EXERCISE REQUIREMENTS:
Rewrite the lines of the material below as a numbered list, starting at the line that contains "Spot the cloud" and ending at the line that contains "x=209, y=131", with both of those lines included and any blank lines left out.
=-=-=-=-=
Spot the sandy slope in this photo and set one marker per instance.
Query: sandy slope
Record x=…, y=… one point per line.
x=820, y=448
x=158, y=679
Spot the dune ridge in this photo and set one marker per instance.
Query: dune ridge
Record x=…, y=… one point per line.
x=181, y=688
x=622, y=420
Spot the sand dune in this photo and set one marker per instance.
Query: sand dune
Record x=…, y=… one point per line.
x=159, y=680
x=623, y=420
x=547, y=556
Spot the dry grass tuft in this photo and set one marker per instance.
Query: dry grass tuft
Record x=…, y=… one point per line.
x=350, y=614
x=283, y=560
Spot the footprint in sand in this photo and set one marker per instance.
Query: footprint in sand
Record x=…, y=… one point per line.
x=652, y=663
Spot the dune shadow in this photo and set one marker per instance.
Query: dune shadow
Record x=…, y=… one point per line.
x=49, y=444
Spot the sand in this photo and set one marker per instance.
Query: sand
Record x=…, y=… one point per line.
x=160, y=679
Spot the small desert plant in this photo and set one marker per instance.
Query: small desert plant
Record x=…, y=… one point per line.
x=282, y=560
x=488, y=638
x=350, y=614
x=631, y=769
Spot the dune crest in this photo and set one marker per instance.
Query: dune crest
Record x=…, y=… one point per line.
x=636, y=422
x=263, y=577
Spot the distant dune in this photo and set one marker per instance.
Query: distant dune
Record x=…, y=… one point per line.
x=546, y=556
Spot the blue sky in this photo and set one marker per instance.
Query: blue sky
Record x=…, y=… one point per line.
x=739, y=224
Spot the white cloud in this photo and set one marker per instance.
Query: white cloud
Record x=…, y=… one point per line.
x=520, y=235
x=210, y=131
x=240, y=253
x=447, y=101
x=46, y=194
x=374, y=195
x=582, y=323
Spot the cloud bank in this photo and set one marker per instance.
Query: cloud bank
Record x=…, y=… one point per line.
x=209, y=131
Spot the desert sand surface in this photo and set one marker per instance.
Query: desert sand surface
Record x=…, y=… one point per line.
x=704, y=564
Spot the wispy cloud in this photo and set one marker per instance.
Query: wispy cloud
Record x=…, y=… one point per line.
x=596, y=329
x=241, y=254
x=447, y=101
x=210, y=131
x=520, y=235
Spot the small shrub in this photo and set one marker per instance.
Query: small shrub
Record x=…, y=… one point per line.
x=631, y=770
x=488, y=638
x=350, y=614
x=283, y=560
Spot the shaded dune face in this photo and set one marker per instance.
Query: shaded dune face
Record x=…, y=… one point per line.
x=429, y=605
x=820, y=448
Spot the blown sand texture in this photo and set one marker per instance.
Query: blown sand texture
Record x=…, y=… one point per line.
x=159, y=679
=-=-=-=-=
WRITTEN ANSWER:
1. Spot the cloud bank in this photo and set one marker per instance.
2. Query: cloud bank
3. Record x=…, y=… one point per line.
4. x=209, y=131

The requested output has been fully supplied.